* Begin MATERIAL PROVIDED *

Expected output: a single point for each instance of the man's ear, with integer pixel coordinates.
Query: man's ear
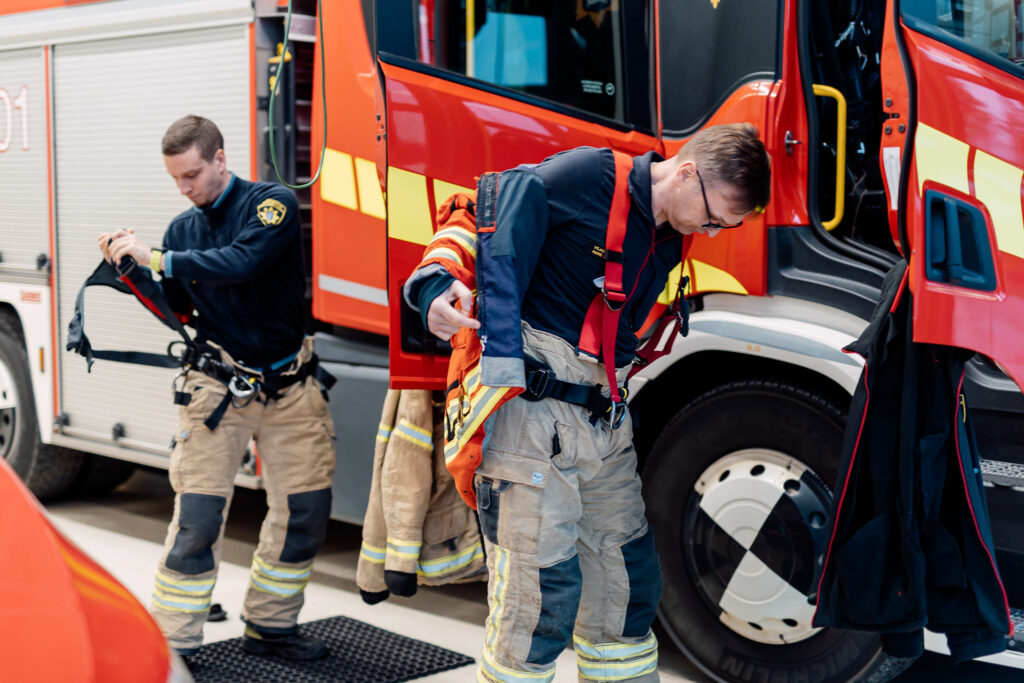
(685, 169)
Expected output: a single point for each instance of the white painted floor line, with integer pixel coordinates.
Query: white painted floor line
(133, 562)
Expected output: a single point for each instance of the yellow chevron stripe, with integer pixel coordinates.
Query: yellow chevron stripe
(997, 185)
(338, 180)
(408, 209)
(371, 197)
(940, 158)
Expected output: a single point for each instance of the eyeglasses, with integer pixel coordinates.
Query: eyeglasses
(711, 224)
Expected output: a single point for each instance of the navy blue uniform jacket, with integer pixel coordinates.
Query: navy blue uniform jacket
(911, 543)
(240, 263)
(541, 261)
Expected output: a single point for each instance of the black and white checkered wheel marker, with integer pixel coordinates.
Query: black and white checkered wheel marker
(761, 523)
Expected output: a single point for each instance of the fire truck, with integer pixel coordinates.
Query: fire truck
(894, 131)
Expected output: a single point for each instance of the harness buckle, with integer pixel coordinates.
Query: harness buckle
(617, 297)
(616, 413)
(243, 387)
(537, 383)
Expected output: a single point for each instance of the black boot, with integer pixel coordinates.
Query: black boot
(286, 645)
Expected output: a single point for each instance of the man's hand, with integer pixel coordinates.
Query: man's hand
(123, 243)
(449, 311)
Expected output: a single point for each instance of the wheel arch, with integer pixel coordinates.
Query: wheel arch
(10, 322)
(690, 376)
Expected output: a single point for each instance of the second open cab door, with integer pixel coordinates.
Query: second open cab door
(953, 89)
(468, 90)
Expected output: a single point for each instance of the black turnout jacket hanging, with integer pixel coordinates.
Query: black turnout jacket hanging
(911, 544)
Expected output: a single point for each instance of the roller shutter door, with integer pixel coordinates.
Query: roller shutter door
(24, 189)
(114, 99)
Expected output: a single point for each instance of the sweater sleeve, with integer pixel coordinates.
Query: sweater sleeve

* End MATERIAL PROVIDED *

| GOAL |
Could you reproduce every line of the items above, starting at the line that contains "hand, with integer pixel coordinates." and ending at the last line of the items, with each answer coordinate offset by adding 74 to it and all other text left unchanged?

| EXERCISE RESULT |
Expected output: a single point for each instance of the man's hand, with integer pixel coordinates.
Query: man's hand
(197, 317)
(523, 385)
Expected output: a single point for each instance of the wheel arch, with integer pixel coordinates.
Query: wheel arch
(84, 396)
(764, 450)
Expected output: a single point for each instance of the second open cab door, with integer pixel coordinates.
Query: second open cab door
(1027, 163)
(542, 164)
Expected output: a single point for each instance of the black turnout jacket hanging, with integer pixel coordinates.
Query: black turnout jacket hanging
(985, 618)
Expected output: a single point for each instance of the roller shutter door, with integer pixel coordinates.
Query: roller shutter door
(98, 263)
(188, 173)
Expected output: a single point for each instance of the sweater sleeve, with integer pixel coordinates.
Query: sweater sleeve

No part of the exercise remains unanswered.